Provided text:
Heffernan has drive to succeed

Heffernan has drive to succeed

Ask Asmussen, who covers wrestling for HQ, for his thoughts on the new coach here

CHAMPAIGN – He is hitting the ground driving. In that blue Dodge minivan he likes so much.

For 17 years, Jim Heffernan was the No. 2 guy in Mark Johnson's program. Promoted last week to replace Johnson, Heffernan isn't about to fall behind. His first week on the job included moving into his new office, calling recruits and meeting with the returning wrestlers.

"A lot of phone calls," Heffernan said. "A lot of e-mails. A lot of busy stuff. Long days."

The meeting with the returning Illini was especially important to Heffernan. The day he was hired, Heffernan didn't get a chance to talk to his wrestlers for very long. He had an hourlong meeting Thursday.

"I gave them my expectations, my goals across the board as far as school and social and wrestling and everything," Heffernan said.

"The biggest thing we talked about was the commitment. We've got to make sure whatever commitment we have, whatever gets these guys fired up, they've got to bring it out of themselves. If it's a personal thing, if it's a family thing, if it's us knowing when to push them. We need to find that for each guy to make sure that from this point on our production is as high as it can be."

Heffernan also helped organize a 700-wrestler youth tournament during the weekend. The new head coach knows one of those kids could grow up to be the next Mike Poeta.

"We kind of do the grunt labor," Heffernan said.

The congratulatory calls have been coming in from across the country. A couple of wrestlers from his days in Lehigh got in touch. So did one of top wrestlers from Heffernan's time at Oregon State.

But there isn't any time to relax. Not now. Not after taking over as a head coach, a position Heffernan sometimes wondered if he would ever reach.

There had been opportunities in the past that hadn't worked out. Heffernan wanted to stay at Illinois, where his wife Rebecca, son Sean and daughter Alex are happy and comfortable. Rebecca is a physical therapist. Sean and Alex are at St. Thomas More High School. Heffernan promised his kids they would finish high school here.

What is required: Continue the article on Jim Heffernan's promotion to head wrestling coach, beginning after its final sentence.

(Saved entries)
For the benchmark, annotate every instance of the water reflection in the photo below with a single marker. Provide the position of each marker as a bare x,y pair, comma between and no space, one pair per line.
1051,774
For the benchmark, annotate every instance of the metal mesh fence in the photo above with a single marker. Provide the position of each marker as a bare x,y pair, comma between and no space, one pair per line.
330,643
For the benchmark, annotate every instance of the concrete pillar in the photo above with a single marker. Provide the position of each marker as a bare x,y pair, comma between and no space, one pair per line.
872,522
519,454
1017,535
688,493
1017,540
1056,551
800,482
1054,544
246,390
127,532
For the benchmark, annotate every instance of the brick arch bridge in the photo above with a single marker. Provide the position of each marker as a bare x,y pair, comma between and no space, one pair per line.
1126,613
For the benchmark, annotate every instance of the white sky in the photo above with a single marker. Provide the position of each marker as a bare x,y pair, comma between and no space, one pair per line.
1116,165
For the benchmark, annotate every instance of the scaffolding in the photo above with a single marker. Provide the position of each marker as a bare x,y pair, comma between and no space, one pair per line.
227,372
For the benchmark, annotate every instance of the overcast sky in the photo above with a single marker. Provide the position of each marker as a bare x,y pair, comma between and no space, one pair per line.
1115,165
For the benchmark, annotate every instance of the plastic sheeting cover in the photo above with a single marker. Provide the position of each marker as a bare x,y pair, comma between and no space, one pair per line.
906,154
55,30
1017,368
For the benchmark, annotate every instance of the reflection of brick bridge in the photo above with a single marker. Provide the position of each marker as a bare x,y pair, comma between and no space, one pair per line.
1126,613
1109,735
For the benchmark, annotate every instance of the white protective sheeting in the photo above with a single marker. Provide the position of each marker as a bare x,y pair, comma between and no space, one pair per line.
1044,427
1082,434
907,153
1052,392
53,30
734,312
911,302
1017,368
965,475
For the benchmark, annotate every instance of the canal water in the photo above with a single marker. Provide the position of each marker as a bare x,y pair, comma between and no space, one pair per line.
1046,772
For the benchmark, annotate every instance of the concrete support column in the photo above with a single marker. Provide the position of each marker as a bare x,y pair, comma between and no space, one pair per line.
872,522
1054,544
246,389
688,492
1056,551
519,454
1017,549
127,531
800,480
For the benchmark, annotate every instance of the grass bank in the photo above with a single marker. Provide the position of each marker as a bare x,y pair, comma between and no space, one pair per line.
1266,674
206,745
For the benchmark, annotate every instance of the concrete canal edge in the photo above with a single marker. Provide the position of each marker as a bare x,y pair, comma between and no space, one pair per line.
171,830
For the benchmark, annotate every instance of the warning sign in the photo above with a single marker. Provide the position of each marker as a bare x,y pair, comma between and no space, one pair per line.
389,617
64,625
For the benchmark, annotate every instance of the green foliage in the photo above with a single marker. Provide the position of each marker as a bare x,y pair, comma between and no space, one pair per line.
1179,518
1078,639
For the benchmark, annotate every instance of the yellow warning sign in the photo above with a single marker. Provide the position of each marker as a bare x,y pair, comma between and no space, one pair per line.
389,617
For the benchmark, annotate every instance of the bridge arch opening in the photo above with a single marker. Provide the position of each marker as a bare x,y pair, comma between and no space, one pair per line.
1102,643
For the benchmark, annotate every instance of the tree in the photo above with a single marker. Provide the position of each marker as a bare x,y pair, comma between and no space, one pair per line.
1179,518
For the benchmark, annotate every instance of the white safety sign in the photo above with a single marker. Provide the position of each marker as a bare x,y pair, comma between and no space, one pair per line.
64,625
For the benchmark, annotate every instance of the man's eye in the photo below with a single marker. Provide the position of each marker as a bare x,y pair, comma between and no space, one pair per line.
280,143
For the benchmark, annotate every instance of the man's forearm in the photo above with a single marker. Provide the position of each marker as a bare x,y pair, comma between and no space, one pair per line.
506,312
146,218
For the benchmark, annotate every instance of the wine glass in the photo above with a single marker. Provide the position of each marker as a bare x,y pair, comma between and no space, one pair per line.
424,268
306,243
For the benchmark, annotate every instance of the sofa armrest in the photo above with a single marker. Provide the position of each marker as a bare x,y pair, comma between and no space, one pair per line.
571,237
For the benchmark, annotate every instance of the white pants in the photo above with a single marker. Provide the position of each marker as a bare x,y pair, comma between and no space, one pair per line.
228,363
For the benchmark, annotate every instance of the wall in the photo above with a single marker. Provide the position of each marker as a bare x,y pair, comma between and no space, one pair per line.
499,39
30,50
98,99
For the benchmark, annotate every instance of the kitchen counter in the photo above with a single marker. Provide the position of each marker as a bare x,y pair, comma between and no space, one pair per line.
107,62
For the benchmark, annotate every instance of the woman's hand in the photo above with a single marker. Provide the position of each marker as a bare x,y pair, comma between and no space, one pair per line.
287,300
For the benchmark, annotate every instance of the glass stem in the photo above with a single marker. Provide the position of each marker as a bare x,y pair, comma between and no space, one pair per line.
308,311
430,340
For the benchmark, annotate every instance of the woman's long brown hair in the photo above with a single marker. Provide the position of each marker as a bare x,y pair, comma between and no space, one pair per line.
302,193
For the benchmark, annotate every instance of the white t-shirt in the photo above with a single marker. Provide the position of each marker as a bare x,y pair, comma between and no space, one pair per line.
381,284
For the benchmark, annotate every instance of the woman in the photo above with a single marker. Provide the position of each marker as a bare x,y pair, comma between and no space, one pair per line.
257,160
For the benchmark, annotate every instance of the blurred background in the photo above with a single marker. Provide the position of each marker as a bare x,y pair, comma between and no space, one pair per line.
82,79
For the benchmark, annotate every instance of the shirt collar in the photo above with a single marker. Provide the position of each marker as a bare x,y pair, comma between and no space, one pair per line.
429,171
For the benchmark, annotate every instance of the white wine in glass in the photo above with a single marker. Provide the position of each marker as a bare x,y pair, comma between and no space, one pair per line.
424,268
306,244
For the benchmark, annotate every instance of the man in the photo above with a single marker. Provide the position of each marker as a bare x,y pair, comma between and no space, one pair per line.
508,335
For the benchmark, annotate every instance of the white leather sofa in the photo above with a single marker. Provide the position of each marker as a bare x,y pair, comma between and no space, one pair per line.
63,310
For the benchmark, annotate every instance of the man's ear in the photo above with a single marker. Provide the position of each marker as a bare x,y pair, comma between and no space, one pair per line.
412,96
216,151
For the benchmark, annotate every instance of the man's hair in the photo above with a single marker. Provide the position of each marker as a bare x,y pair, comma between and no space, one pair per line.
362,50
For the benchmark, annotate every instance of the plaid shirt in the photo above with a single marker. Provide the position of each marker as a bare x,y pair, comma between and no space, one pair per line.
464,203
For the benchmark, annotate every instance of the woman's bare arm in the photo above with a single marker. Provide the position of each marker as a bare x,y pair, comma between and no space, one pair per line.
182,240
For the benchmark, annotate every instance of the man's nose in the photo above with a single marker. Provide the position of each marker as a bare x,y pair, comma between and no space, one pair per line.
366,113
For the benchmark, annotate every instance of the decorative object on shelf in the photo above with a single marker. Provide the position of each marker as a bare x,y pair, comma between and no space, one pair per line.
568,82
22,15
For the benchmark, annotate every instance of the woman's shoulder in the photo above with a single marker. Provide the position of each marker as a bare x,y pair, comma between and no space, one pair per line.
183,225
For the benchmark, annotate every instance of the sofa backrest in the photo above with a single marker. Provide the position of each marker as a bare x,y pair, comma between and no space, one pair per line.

Exercise answer:
"My kids are excited," Heffernan said.

The back story

Heffernan was a star wrestler at Iowa, winning a national championship as a junior and helping the Hawkeyes to three team titles. He was a four-time All-American.

Heffernan has a vivid memory of his first trip to Illinois. He did not envision a future wrestling power in Champaign-Urbana.

In 1983, Iowa freshman Heffernan came to C-U for a dual. When the Hawkeyes arrived at Huff, the gym was bustling ... with intramural basketball games. Ninety minutes before the match.

"No signs of a wrestling mat," Heffernan said. "We changed in a classroom."

Illinois unrolled the mat and put it in the northwest corner of Huff. A small set of bleachers was put near the mat.

"There was a few people there," Heffernan said. "You could count them."

While on the staff at Oregon State in 1992, Johnson told Heffernan he was thinking about taking the job at Illinois.

"I was thinking, 'Why would anyone want to do that?' " Heffernan said. "It was a long way to go (programwise). Illinois absolutely wasn't a factor."

They made Illinois wrestling a factor. Johnson and Heffernan coached seven national champions during the past 17 years, including current assistant coach Carl Perry. Perry, one of the candidates for the job, will remain on Heffernan's staff.

"He does a very good job," Heffernan said. "I think the continuity is good with our guys. The bottom line is he's an Illinois guy. He loves this place and wants to see great things out of it. That's important to me. This program is a big part of his life and he approaches it that way in his job."

The future

Johnson's Illini finished in the top 10 in the NCAA meet 10 times during his 17 seasons. Heffernan wants the program to continue to improve.

It won't be easy in the loaded Big Ten. Iowa has more national titles than any team in the country and is the two-time defending NCAA champion. Minnesota and Ohio State have built powerful programs. And Penn State just hired a coach (Cael Sanderson) for a wrestling record $500,000 salary.

Because of his Iowa history, Heffernan knows what it takes to win an NCAA team title.

"I think it can be done here," Heffernan said. "When I was in school, we had set the standard. Everybody's chasing that standard still. I think it's a great blueprint."

Heffernan is taking from each of his mentors: Johnson, Iowa legend Dan Gable and others.

As he works on the Illinois program, Heffernan's success as an athlete helps.

"Wrestling's kind of strange that way where your credentials will actually get your foot in the door and lead to instant credibility," Heffernan said. "A lot of high-profile coaches were former high-profile wrestlers.

"It's a good thing to have done what those guys (current Illini) are looking forward to do."

For now, the program will be in Huff Hall. Heffernan likes the setup. His wrestling room has a high ceiling and large windows, which is unusual for his sport.

"A lot of wrestling rooms are tucked away in a corner somewhere in a basement," Heffernan said. "When we first got here, the marching band used to practice outside. There wasn't many wrestling programs that could say during practice you could open up the windows and hear the fight song as you were working out. It was great."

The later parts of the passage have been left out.